Este debate sobre la legitimidad o ilegitimidad de la violencia como medio político anticipó un problema característico de las actuales sociedades postseculares: la tensión, acaso irresoluble, entre sacralización y secularización, esto es, entre formas políticas cuya legitimidad reside en fuentes o autoridades sagradas —los rebeldes y los románticos invocaron exégesis del Evangelio que validaban la violencia, aún cuando fuera excepcionalmente— y entre proyectos políticos cuya legitimidad reside en fuentes y autoridades seculares o laicas —los profetas, por su parte, insistieron en los mecanismos democráticos como vías hacia el reformismo social, en el carácter laico de la política y trascendente de la religión—.

De cualquier forma, la tensión entre sacralización y secularización no resuelve la paradoja de que la violencia político-religiosa haya encontrado una legitimación pública en una sociedad mayoritariamente católica, regida a su vez por instituciones democráticas. Ello hace pertinente indagar por la peculiaridad —si la hubiera— de la violencia político-religiosa en un país sociológicamente católico en proceso de secularización, a fin de explicar lo que llamaré la paradoja colombiana.

Así las cosas, ¿la sacralización de la violencia en un contexto mayoritariamente católico se explica como una coartada de la política, como una anomalía o perversión de las enseñanzas religiosas fundamentales, o como una simbiosis intrínseca entre religión y violencia, es decir, que está en su mismo núcleo? Más aún, cuando la religión actúa como factor de violencia, ¿es claramente distinguible de otros factores? (Juergensmeyer, Kitts & Jerryson, 2013). ¿Tienen aún vigencia las teorías de la guerra justa —ius ad bellum— en sociedades democráticas y en la prédica de una Iglesia que se declara sistemáticamente en favor de la paz?

_ENTRADAS PROPORCIONADAS_
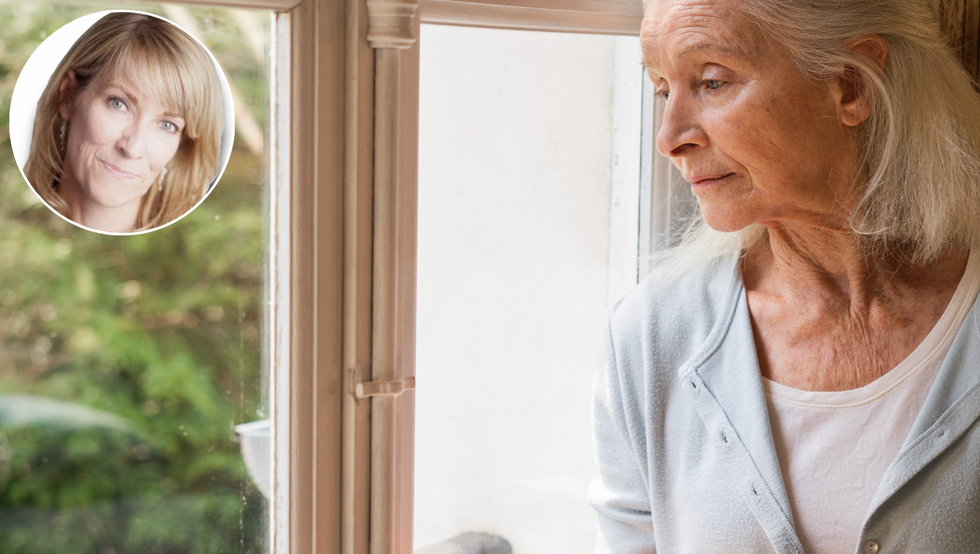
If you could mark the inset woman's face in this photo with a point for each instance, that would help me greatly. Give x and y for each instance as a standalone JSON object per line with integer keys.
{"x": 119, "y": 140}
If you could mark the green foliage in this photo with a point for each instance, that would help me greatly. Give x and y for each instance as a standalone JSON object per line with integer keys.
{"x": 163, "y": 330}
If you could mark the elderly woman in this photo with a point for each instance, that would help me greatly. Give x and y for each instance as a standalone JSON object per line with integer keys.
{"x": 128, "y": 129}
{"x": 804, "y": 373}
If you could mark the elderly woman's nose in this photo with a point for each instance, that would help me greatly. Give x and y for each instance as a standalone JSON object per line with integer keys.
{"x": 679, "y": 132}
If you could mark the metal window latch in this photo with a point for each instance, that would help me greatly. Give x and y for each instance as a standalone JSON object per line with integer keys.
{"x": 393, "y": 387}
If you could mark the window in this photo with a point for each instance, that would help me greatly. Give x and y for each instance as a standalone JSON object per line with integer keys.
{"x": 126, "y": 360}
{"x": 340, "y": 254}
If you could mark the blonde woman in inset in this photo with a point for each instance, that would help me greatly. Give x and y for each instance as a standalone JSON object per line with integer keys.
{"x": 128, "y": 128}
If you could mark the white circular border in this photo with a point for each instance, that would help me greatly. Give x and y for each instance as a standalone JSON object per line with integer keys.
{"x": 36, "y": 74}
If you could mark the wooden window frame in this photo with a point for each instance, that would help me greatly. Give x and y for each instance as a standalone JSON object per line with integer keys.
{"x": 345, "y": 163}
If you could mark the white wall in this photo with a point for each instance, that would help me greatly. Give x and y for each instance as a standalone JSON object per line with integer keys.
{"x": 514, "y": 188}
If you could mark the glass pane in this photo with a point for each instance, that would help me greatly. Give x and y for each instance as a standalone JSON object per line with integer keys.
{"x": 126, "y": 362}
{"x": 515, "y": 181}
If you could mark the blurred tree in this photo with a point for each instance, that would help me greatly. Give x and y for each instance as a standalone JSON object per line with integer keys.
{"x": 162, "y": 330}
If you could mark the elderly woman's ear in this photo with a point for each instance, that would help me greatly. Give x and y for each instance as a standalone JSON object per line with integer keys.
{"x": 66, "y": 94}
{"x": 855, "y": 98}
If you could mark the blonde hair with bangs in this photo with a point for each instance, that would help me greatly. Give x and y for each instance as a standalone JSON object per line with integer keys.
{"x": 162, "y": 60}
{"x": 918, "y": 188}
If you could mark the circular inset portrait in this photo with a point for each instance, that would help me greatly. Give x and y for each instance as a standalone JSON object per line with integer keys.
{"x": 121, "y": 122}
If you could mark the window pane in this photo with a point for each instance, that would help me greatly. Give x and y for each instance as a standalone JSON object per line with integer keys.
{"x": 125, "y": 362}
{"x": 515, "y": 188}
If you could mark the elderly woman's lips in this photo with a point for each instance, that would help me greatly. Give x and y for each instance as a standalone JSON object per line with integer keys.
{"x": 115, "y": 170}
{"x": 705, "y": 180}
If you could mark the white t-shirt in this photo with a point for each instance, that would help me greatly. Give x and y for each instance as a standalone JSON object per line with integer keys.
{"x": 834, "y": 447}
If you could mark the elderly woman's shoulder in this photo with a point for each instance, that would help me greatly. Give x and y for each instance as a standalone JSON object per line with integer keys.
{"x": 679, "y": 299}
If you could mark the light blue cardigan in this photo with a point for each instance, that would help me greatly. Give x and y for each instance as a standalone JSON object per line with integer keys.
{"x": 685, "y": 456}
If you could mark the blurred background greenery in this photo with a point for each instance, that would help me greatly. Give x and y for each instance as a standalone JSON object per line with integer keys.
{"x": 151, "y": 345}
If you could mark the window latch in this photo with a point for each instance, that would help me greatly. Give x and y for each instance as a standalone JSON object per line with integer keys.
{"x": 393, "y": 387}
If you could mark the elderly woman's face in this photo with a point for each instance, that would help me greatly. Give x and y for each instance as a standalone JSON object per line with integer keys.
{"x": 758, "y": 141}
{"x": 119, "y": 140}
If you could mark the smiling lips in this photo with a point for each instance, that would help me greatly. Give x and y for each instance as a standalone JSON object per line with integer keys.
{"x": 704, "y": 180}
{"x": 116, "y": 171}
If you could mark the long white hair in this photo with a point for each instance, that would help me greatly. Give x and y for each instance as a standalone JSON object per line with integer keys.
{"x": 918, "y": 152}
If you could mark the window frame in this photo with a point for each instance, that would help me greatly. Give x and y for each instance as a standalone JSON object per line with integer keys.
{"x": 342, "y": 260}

_CONSIGNA 1_
Reproduce sin cambios el fragmento del texto sobre la violencia político-religiosa que va desde "De cualquier forma, la" hasta "la paradoja colombiana.".
_CONSIGNA 2_
De acuerdo con el texto sobre la violencia político-religiosa, ¿en qué insistieron los profetas?
_CONSIGNA 3_
Prosigue el texto sobre la violencia político-religiosa a partir de su última oración.

_RESPUESTA 1_
De cualquier forma, la tensión entre sacralización y secularización no resuelve la paradoja de que la violencia político-religiosa haya encontrado una legitimación pública en una sociedad mayoritariamente católica, regida a su vez por instituciones democráticas. Ello hace pertinente indagar por la peculiaridad —si la hubiera— de la violencia político-religiosa en un país sociológicamente católico en proceso de secularización, a fin de explicar lo que llamaré la paradoja colombiana.

_RESPUESTA 2_
Insistieron en los mecanismos democráticos como vías hacia el reformismo social, en el carácter laico de la política y en el carácter trascendente de la religión.

_RESPUESTA 3_
Aunque mi foco son las décadas del sesenta y setenta, la perspectiva del trabajo no es historiográfica. Propondré un diálogo entre la historia y la teoría política, esto es, entre los hechos y la interpretación crítica de los mismos, no —como advierte Walzer (1993)— con el ánimo de atribuir una suerte de castigo retributivo por los crímenes pasados, sino más bien como un ejercicio crítico que mira hacia el pasado con la intención de que la discusión acerca de ese pasado tenga una resonancia futura y que el problema de la responsabilidad moral, política e intelectual (Judt, 2014) haga parte de las narrativas sobre el conflicto armado que el país está elaborando. Para ello recurrí no solo a libros, artículos, documentos y archivos, sino también a la memoria de algunos protagonistas y estudiosos de aquella época con quienes conversé largamente.

Parte de nuestra tragedia como nación se explica porque ante la innegable y dramática ausencia de Estado en tantos rincones del territorio que hemos padecido y, por consiguiente, la fragilidad del contrato social entre los ciudadanos y sus autoridades e instituciones, con mucha frecuencia sectores de derecha han invocado el “sagrado derecho a defenderse” mientras que sectores de izquierda han apelado al “derecho a la rebelión” para tomar las armas. Es decir, unos y otros han encontrado en tales fórmulas la justificación moral e intelectual para la violencia política. Y siguen haciéndolo, aunque quizás de modo menos explícito y organizado, pero, no por ello, menos inquietante.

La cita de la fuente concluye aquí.